■ WRITTEN PROBLEM
Pull out every line of the entries below that contains the word "helmet", matching case exactly.
* Start EXERCISE INPUT *
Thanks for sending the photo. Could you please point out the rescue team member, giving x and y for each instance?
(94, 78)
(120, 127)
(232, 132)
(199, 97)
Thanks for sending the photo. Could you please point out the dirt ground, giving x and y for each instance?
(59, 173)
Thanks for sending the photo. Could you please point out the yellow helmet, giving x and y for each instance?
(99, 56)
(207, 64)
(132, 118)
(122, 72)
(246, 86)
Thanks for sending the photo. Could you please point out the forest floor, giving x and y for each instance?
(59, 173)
* End EXERCISE INPUT *
* Start EXERCISE INPUT *
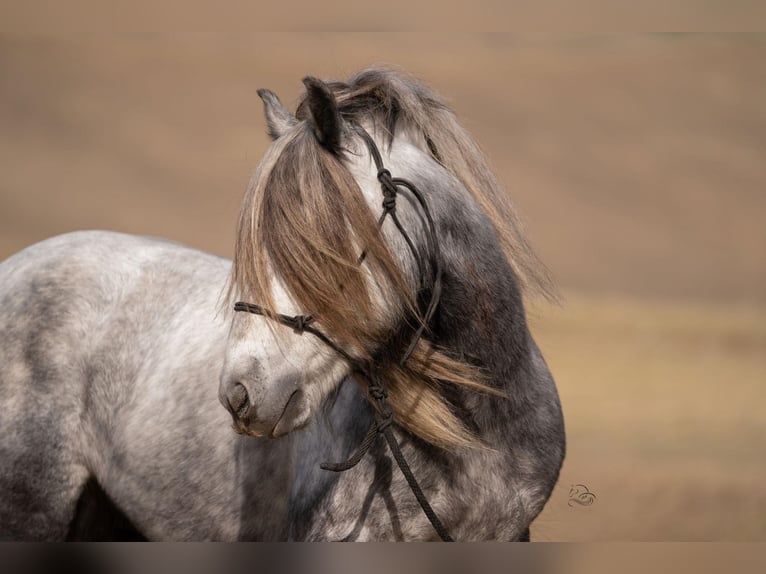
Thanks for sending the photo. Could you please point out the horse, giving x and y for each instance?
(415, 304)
* End EXERCISE INPUT *
■ FULL ANSWER
Thanks for sending the photo. Could you please point out the yellow helmet, giving x and y for each instance?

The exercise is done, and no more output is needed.